* [Written task]: What is needed is the run of lines from the one with "Where can the curtain" through the close of the data, set down exactly.

═══ Task input

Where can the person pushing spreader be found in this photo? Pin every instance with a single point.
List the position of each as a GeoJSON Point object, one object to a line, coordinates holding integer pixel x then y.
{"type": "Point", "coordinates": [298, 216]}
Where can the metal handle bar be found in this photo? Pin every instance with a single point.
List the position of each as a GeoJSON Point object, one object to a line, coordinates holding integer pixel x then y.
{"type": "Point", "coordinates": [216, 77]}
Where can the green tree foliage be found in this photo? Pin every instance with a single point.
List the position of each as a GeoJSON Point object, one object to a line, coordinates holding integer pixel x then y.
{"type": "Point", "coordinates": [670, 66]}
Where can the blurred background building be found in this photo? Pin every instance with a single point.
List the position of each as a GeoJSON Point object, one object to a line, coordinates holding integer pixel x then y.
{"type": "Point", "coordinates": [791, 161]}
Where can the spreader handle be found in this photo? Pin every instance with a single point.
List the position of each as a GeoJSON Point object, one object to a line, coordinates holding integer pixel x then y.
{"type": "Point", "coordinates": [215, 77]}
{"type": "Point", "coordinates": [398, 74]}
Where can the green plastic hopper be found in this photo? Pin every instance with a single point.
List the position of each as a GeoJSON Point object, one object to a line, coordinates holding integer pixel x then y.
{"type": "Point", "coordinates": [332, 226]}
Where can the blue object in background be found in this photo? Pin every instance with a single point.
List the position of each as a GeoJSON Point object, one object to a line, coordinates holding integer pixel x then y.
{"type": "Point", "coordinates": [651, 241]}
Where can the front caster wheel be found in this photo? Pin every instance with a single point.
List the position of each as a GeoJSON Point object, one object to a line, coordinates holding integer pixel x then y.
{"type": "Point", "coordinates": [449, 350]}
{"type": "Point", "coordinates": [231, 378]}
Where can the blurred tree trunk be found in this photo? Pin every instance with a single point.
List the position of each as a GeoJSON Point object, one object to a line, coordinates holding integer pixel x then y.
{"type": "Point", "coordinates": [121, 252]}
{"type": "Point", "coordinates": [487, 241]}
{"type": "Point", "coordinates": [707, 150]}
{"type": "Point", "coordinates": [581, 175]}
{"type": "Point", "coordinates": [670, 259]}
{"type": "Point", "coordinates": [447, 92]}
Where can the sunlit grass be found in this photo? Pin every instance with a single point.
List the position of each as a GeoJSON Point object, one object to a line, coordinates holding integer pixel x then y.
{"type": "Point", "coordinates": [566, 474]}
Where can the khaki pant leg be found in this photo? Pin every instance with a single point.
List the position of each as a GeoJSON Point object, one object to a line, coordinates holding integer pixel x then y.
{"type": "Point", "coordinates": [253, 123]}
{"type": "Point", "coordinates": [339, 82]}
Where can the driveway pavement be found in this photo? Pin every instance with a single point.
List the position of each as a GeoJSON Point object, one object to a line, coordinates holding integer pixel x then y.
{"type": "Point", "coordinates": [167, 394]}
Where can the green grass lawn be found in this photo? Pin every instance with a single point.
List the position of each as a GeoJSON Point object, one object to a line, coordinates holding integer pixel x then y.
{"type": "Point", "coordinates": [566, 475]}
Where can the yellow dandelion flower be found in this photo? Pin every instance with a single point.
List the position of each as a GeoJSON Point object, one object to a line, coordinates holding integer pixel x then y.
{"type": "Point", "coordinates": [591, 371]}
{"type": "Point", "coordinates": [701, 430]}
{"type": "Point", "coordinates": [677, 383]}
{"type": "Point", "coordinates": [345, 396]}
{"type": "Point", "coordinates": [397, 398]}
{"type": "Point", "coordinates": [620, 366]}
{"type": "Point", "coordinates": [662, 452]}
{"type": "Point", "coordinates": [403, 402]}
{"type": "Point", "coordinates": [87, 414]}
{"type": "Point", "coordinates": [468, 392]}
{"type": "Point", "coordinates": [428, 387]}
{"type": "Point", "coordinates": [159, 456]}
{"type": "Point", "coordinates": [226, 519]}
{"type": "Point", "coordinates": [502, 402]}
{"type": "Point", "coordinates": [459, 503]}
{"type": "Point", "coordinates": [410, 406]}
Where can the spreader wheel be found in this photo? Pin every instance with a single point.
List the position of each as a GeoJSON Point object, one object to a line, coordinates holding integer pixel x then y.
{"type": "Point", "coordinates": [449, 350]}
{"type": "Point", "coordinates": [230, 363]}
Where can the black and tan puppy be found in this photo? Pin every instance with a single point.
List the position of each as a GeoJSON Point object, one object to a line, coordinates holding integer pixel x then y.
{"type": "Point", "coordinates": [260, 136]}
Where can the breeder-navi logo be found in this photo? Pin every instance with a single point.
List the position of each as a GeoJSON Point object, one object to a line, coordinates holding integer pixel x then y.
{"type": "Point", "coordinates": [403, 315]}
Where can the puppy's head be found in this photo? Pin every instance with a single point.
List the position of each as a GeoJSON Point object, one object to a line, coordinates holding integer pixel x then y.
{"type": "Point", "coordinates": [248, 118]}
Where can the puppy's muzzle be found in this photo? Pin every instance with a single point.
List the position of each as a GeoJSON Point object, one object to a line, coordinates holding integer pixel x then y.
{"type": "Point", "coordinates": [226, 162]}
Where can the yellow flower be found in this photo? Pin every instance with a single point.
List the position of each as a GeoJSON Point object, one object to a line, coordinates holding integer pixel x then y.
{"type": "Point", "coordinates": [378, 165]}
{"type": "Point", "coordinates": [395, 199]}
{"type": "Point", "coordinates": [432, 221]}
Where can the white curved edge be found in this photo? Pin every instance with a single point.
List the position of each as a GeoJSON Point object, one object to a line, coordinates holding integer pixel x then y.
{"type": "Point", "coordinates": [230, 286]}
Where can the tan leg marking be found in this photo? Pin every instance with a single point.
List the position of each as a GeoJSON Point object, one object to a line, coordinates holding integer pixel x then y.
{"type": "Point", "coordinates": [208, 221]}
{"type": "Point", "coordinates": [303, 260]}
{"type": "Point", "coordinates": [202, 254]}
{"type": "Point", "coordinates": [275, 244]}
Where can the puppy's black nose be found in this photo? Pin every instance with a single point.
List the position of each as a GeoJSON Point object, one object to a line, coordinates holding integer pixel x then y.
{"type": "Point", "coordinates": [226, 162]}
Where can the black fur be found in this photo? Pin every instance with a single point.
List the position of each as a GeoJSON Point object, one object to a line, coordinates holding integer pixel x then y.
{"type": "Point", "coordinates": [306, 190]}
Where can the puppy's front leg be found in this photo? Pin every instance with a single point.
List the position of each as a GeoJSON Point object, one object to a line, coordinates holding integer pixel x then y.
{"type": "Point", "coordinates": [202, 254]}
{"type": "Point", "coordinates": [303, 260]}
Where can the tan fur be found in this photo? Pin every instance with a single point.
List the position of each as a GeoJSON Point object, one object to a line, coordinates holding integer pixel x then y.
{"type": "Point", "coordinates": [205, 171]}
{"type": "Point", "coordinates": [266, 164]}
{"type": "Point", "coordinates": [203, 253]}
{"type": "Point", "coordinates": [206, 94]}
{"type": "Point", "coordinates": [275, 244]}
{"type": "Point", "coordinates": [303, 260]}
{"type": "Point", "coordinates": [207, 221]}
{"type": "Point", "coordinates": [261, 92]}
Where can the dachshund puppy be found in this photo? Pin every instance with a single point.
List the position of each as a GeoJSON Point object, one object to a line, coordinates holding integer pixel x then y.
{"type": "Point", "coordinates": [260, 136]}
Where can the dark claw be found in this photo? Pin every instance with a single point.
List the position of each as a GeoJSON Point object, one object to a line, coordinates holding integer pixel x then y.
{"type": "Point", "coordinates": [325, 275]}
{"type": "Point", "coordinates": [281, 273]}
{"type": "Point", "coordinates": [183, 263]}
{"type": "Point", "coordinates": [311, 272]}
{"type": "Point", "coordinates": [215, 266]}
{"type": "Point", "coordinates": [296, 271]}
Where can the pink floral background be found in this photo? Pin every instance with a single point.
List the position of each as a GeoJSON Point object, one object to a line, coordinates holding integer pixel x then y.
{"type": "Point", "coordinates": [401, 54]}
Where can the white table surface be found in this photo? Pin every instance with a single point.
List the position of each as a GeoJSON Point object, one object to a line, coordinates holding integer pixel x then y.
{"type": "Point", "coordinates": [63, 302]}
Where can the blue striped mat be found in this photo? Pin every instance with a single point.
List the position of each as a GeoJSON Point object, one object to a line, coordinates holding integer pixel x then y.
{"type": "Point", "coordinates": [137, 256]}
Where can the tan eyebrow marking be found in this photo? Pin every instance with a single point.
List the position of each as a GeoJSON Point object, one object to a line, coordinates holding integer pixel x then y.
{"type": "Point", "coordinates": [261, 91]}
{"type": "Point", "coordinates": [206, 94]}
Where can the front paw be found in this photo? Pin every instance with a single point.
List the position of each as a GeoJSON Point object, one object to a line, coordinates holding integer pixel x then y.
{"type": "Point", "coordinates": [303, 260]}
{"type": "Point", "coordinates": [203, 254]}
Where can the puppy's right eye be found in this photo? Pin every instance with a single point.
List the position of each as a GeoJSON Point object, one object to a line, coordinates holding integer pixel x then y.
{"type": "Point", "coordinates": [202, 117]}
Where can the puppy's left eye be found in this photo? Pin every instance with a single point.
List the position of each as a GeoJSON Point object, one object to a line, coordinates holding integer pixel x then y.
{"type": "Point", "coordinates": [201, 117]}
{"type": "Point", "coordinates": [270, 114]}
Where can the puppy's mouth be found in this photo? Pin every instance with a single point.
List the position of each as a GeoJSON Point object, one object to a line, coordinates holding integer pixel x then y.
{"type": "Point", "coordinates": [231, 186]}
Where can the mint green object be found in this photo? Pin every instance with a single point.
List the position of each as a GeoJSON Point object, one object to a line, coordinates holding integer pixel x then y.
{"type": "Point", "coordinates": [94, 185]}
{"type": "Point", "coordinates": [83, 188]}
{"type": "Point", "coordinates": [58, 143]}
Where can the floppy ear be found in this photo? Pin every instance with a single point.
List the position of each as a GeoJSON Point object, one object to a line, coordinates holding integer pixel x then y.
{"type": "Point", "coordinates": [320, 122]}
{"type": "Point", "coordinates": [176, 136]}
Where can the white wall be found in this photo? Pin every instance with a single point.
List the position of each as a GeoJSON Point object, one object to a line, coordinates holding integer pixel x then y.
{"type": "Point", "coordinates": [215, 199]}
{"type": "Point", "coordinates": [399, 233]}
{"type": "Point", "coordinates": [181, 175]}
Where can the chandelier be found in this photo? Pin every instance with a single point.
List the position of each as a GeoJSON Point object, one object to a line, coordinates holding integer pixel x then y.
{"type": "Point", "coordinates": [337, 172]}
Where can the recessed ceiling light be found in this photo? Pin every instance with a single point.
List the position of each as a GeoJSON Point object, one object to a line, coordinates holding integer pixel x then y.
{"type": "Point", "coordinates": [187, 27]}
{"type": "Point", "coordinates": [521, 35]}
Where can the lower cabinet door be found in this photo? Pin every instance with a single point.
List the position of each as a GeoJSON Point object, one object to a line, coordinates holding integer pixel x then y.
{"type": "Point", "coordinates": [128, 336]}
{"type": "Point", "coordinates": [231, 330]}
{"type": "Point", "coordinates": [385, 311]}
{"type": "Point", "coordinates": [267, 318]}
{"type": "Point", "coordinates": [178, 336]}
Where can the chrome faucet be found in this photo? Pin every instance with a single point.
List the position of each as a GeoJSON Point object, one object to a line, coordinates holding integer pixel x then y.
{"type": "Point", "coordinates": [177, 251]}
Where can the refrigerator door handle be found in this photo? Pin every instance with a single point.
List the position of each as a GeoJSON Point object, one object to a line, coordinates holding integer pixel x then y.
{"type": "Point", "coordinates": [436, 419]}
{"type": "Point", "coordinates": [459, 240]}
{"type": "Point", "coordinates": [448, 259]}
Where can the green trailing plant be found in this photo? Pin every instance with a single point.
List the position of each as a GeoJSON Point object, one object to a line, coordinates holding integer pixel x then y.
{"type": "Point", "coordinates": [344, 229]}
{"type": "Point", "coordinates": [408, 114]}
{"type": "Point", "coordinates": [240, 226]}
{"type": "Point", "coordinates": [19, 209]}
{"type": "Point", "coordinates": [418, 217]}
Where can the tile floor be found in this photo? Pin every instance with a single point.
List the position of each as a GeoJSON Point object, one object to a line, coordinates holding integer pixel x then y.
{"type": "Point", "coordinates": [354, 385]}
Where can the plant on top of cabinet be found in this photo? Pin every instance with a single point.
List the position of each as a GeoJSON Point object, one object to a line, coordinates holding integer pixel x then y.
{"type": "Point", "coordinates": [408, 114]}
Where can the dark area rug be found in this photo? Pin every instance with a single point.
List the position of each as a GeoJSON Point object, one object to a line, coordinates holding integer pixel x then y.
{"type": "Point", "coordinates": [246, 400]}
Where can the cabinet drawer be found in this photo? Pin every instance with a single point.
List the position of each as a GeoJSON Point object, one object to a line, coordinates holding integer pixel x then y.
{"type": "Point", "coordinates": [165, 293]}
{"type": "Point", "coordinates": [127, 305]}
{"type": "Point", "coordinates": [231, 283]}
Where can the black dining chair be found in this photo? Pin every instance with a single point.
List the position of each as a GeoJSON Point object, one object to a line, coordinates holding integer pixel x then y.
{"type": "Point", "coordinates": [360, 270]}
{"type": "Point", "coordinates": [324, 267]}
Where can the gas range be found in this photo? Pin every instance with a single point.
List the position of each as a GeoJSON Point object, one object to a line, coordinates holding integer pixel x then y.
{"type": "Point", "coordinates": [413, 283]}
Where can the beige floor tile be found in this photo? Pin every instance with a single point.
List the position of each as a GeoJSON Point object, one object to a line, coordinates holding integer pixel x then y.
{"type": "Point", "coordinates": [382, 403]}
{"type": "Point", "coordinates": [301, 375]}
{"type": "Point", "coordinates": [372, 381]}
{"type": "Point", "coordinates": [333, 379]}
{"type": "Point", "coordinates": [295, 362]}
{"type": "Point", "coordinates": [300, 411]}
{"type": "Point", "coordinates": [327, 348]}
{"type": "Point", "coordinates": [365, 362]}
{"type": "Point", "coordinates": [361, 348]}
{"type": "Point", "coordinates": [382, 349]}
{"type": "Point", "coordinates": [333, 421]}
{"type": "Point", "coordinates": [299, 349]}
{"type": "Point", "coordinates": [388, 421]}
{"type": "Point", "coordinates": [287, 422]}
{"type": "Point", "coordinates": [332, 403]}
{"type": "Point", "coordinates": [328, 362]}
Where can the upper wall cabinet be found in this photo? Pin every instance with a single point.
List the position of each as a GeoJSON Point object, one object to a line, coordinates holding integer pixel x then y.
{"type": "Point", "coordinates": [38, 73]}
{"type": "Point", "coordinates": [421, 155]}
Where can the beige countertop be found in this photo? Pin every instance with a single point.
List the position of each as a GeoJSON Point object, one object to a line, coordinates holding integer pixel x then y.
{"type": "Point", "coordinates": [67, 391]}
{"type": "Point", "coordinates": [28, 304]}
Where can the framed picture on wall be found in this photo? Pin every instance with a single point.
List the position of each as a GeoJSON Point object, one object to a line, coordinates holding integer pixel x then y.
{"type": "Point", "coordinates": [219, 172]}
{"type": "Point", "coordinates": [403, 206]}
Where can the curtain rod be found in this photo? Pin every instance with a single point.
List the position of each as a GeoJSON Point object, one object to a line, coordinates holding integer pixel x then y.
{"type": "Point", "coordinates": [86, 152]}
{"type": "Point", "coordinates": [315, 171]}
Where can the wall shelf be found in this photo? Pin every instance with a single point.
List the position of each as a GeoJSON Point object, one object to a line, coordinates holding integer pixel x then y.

══════

* [Result of this task]:
Where can the curtain rod be found in this photo? Pin every instance with a single point.
List the position of each as a GeoJSON Point object, one object to a line, coordinates holding integer pixel x then y.
{"type": "Point", "coordinates": [86, 152]}
{"type": "Point", "coordinates": [315, 171]}
Where can the wall shelf be found in this photo? Pin every instance with a single point.
List the position of each as a GeoJSON Point object, one object to a line, coordinates holding integer pixel x then y.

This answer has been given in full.